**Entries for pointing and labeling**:
——

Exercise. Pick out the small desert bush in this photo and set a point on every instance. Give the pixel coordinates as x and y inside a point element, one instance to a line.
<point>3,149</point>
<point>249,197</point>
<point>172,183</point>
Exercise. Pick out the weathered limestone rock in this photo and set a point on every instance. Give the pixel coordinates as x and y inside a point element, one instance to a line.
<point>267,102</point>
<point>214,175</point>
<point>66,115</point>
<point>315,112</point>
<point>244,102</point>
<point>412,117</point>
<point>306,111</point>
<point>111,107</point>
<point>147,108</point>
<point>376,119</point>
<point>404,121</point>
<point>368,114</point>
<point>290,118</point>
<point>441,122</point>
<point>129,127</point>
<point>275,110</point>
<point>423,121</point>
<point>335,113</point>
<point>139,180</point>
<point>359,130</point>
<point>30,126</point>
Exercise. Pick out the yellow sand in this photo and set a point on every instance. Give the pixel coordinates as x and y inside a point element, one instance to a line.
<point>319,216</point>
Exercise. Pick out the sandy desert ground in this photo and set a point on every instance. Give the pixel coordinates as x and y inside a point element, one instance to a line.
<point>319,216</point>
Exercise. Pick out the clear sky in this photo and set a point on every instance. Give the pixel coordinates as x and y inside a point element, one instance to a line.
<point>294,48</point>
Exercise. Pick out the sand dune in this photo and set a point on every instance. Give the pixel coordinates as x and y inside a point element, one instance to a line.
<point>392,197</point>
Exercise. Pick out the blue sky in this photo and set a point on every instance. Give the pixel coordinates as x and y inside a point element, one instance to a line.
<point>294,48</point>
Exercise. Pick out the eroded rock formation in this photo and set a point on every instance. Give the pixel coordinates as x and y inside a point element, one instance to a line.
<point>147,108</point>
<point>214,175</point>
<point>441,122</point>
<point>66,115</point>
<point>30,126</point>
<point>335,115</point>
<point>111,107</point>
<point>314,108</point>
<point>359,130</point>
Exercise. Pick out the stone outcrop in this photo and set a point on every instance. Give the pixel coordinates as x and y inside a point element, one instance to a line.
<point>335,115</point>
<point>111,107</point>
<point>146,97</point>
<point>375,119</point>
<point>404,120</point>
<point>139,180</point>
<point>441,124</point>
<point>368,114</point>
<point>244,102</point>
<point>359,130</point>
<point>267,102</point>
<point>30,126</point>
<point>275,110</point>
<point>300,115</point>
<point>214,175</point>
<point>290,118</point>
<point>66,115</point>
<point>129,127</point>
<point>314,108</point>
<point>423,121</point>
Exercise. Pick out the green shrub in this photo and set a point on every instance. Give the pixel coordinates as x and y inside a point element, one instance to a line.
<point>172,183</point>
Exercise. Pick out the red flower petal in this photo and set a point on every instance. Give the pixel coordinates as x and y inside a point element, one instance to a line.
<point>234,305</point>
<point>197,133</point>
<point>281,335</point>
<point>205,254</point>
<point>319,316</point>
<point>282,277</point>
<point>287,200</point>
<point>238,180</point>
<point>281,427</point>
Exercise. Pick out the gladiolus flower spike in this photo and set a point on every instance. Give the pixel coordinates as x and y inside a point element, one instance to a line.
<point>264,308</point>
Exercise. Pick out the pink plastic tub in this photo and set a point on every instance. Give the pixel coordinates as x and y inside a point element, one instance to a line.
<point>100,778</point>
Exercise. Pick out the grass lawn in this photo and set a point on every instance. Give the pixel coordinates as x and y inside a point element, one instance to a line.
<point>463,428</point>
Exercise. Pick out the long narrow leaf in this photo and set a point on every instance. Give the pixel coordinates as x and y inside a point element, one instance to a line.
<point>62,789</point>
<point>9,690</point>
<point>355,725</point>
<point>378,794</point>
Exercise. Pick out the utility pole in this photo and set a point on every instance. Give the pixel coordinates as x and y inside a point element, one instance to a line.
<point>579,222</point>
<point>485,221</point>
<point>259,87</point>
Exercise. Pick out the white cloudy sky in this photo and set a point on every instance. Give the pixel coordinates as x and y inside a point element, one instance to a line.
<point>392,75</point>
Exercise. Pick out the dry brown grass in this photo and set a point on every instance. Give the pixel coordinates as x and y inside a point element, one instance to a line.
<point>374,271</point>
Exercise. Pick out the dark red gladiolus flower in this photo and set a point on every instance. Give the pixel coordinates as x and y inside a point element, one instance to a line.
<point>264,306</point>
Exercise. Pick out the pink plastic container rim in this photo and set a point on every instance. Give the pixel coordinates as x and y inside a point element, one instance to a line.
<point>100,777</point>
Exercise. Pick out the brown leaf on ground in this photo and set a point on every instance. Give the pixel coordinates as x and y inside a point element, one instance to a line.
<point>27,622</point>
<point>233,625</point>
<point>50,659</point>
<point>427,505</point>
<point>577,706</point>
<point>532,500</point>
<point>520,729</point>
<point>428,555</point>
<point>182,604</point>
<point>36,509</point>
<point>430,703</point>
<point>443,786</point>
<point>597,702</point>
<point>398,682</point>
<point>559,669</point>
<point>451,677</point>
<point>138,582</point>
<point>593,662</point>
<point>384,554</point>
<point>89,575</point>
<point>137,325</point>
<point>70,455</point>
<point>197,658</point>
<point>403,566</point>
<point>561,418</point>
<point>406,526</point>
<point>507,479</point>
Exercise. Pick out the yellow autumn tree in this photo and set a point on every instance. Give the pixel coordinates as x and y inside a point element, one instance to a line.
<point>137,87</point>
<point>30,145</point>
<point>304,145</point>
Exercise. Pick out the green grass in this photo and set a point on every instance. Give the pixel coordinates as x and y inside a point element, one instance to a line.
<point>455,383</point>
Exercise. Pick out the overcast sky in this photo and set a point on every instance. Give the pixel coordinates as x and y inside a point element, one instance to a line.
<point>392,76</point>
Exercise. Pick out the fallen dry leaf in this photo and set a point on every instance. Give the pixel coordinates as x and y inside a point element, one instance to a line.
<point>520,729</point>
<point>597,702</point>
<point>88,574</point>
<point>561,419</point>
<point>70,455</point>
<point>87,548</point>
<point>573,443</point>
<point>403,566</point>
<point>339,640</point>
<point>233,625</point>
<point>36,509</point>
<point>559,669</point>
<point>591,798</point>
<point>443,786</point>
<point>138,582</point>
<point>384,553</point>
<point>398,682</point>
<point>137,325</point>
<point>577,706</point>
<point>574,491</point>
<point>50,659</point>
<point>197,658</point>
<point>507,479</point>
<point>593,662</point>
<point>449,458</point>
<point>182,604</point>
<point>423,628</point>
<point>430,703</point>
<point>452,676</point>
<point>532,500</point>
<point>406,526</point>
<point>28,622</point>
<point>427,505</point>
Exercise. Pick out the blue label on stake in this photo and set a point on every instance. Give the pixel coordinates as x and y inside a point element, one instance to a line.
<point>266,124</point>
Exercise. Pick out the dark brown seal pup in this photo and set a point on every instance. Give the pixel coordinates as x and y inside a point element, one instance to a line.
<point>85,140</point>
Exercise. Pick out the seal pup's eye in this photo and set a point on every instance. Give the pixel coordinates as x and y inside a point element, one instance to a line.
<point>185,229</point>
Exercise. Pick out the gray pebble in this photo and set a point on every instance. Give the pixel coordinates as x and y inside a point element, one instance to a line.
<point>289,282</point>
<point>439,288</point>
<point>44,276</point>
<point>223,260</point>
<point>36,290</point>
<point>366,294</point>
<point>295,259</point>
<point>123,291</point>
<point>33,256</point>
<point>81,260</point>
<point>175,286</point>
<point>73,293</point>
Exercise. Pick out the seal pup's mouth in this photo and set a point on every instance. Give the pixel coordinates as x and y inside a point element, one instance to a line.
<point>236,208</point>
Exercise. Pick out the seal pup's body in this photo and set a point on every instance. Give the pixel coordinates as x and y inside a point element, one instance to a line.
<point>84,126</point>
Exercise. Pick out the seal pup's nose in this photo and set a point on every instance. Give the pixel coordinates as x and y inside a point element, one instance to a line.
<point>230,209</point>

——

**What needs to be done**: Please rewrite all of the data above as a numbered list, leaving out any blank lines.

**Answer to this exercise**:
1. Exercise. Pick out the small desert bush in this photo and set a point on every instance. Give the pixel coordinates as x and y inside a point element, one instance to a line.
2. <point>3,149</point>
3. <point>249,197</point>
4. <point>172,183</point>
5. Exercise. Pick out the weathered limestone rock in this photo and set a point on every instance. Give the pixel coordinates as x and y inside a point element, one instance to a line.
6. <point>267,102</point>
7. <point>214,175</point>
8. <point>66,115</point>
9. <point>315,112</point>
10. <point>244,102</point>
11. <point>412,117</point>
12. <point>306,111</point>
13. <point>111,107</point>
14. <point>147,108</point>
15. <point>376,119</point>
16. <point>404,121</point>
17. <point>368,114</point>
18. <point>290,118</point>
19. <point>441,122</point>
20. <point>129,127</point>
21. <point>275,110</point>
22. <point>423,121</point>
23. <point>335,113</point>
24. <point>139,180</point>
25. <point>359,130</point>
26. <point>30,126</point>
27. Exercise. Pick out the yellow sand in this photo and set a point on every instance. Give the pixel coordinates as x and y inside a point element, one instance to a line.
28. <point>319,216</point>
29. Exercise. Pick out the sandy desert ground in this photo and set a point on every instance. Give the pixel coordinates as x and y inside a point element, one instance to a line.
30. <point>319,216</point>
31. Exercise. Pick out the clear sky in this photo and set a point on every instance. Give the pixel coordinates as x and y inside a point element, one instance to a line.
32. <point>294,48</point>
33. Exercise. Pick out the sand dune in this photo and set a point on every instance. Give the pixel coordinates as x and y inside a point element, one instance to a line.
34. <point>392,197</point>
35. Exercise. Pick out the blue sky in this photo and set a point on every instance. Give the pixel coordinates as x and y inside a point element, one instance to a line.
36. <point>294,48</point>
37. Exercise. Pick out the eroded rock formation in this photo and set a point on every instance. Give the pixel coordinates as x and y inside a point element, one instance to a line.
38. <point>147,108</point>
39. <point>214,175</point>
40. <point>441,122</point>
41. <point>66,115</point>
42. <point>30,126</point>
43. <point>335,115</point>
44. <point>111,107</point>
45. <point>314,108</point>
46. <point>359,130</point>
47. Exercise. Pick out the stone outcrop in this photo and set a point on every instance. Give the pixel coordinates as x and y inside a point element, one instance to a line.
48. <point>335,115</point>
49. <point>111,107</point>
50. <point>146,97</point>
51. <point>375,119</point>
52. <point>404,120</point>
53. <point>139,180</point>
54. <point>441,124</point>
55. <point>368,114</point>
56. <point>244,102</point>
57. <point>359,130</point>
58. <point>267,102</point>
59. <point>30,126</point>
60. <point>275,110</point>
61. <point>300,115</point>
62. <point>214,175</point>
63. <point>290,118</point>
64. <point>66,115</point>
65. <point>129,127</point>
66. <point>314,108</point>
67. <point>423,121</point>
68. Exercise. Pick out the green shrub in this photo and set a point on every instance. Give the pixel coordinates as x and y inside a point element, one instance to a line.
69. <point>172,183</point>
70. Exercise. Pick out the red flower petal in this photo and set a point on every instance. Give the pixel coordinates as x and y inside a point element, one instance to a line.
71. <point>234,305</point>
72. <point>197,133</point>
73. <point>281,335</point>
74. <point>205,254</point>
75. <point>319,316</point>
76. <point>282,277</point>
77. <point>287,200</point>
78. <point>238,180</point>
79. <point>281,427</point>
80. Exercise. Pick out the gladiolus flower spike in this photo and set a point on every instance. Give the pixel coordinates as x and y inside a point element, one instance to a line.
81. <point>264,308</point>
82. Exercise. Pick out the pink plastic tub in this photo and set a point on every instance. Give the pixel coordinates as x and y inside a point element, one instance to a line.
83. <point>100,778</point>
84. Exercise. Pick out the grass lawn in this photo and set a point on every instance. Give the pixel coordinates as x and y inside a point element, one instance to a line.
85. <point>463,428</point>
86. Exercise. Pick out the long narrow leaf in this photo and set a point on every instance. Give the pixel coordinates as x and y inside a point element, one instance to a line.
87. <point>62,789</point>
88. <point>9,690</point>
89. <point>355,725</point>
90. <point>378,794</point>
91. Exercise. Pick out the utility pole in this photo and set a point on every instance. Give the pixel coordinates as x and y inside a point element, one instance to a line.
92. <point>579,222</point>
93. <point>485,221</point>
94. <point>259,87</point>
95. Exercise. Pick out the white cloudy sky in this photo and set a point on every instance. Give the pixel coordinates as x and y inside a point element, one instance to a line.
96. <point>392,75</point>
97. Exercise. Pick out the dry brown grass in this photo and set a point on every instance. Give the pixel coordinates as x and y inside a point element, one instance to a line.
98. <point>374,271</point>
99. Exercise. Pick out the dark red gladiolus flower in this photo and set a point on every instance. Give the pixel coordinates as x and y inside a point element, one instance to a line.
100. <point>264,306</point>
101. Exercise. Pick out the pink plastic container rim in this photo and set a point on every instance. Give the pixel coordinates as x and y inside a point element, one instance to a line.
102. <point>100,777</point>
103. Exercise. Pick out the brown leaf on ground in this photo and set a point on every instance. Give the pixel coordinates as x and y inside a point element, one instance to a line.
104. <point>27,622</point>
105. <point>233,625</point>
106. <point>50,659</point>
107. <point>427,505</point>
108. <point>577,706</point>
109. <point>532,500</point>
110. <point>520,729</point>
111. <point>428,555</point>
112. <point>182,604</point>
113. <point>36,509</point>
114. <point>430,703</point>
115. <point>443,786</point>
116. <point>597,702</point>
117. <point>398,682</point>
118. <point>559,669</point>
119. <point>451,677</point>
120. <point>138,582</point>
121. <point>593,662</point>
122. <point>384,554</point>
123. <point>89,575</point>
124. <point>137,325</point>
125. <point>70,455</point>
126. <point>197,658</point>
127. <point>403,566</point>
128. <point>561,418</point>
129. <point>406,526</point>
130. <point>507,479</point>
131. Exercise. Pick out the yellow autumn tree in this photo and set a point on every instance. Give the pixel coordinates as x and y inside a point element, one instance to a line.
132. <point>137,87</point>
133. <point>30,145</point>
134. <point>304,145</point>
135. Exercise. Pick out the green grass in this photo and set a point on every instance. Give the pixel coordinates as x and y inside a point element, one instance to a line.
136. <point>455,383</point>
137. Exercise. Pick out the overcast sky in this photo and set a point on every instance. Give the pixel coordinates as x and y inside a point element, one instance to a line.
138. <point>392,76</point>
139. Exercise. Pick out the fallen dry leaf in this photo and set a point on every instance. Give the pixel coordinates as x and y inside a point element, one instance to a line.
140. <point>520,729</point>
141. <point>597,702</point>
142. <point>88,574</point>
143. <point>561,419</point>
144. <point>70,455</point>
145. <point>87,548</point>
146. <point>573,443</point>
147. <point>403,566</point>
148. <point>339,640</point>
149. <point>233,625</point>
150. <point>36,509</point>
151. <point>559,669</point>
152. <point>591,798</point>
153. <point>443,786</point>
154. <point>138,582</point>
155. <point>384,553</point>
156. <point>398,682</point>
157. <point>137,325</point>
158. <point>577,706</point>
159. <point>574,491</point>
160. <point>50,659</point>
161. <point>197,658</point>
162. <point>507,479</point>
163. <point>593,662</point>
164. <point>449,458</point>
165. <point>182,604</point>
166. <point>423,628</point>
167. <point>430,703</point>
168. <point>452,676</point>
169. <point>532,500</point>
170. <point>406,526</point>
171. <point>28,622</point>
172. <point>427,505</point>
173. Exercise. Pick out the blue label on stake in this photo and set a point on every instance. Give the pixel coordinates as x and y inside a point element, one instance to a line.
174. <point>266,124</point>
175. Exercise. Pick out the dark brown seal pup in this photo and set a point on every instance. Give the pixel coordinates as x and y inside a point element, one instance to a line.
176. <point>85,140</point>
177. Exercise. Pick out the seal pup's eye in this photo and set a point on every instance. Give the pixel coordinates as x and y inside a point element, one instance to a line.
178. <point>185,229</point>
179. Exercise. Pick out the gray pebble in this photo and set a point on every instance. Give the pixel coordinates as x and y inside a point element, one instance to a line.
180. <point>289,282</point>
181. <point>439,288</point>
182. <point>44,276</point>
183. <point>223,260</point>
184. <point>36,290</point>
185. <point>366,294</point>
186. <point>295,259</point>
187. <point>123,291</point>
188. <point>33,256</point>
189. <point>81,260</point>
190. <point>175,286</point>
191. <point>73,293</point>
192. Exercise. Pick out the seal pup's mouth in this photo and set a point on every instance. Give the pixel coordinates as x and y inside a point element, one instance to a line.
193. <point>236,208</point>
194. Exercise. Pick out the seal pup's body in this photo and set a point on every instance. Give the pixel coordinates as x and y inside a point element, one instance to a line.
195. <point>84,126</point>
196. Exercise. Pick out the seal pup's nose in this photo and set a point on every instance. Give the pixel coordinates as x and y inside a point element, one instance to a line.
197. <point>230,209</point>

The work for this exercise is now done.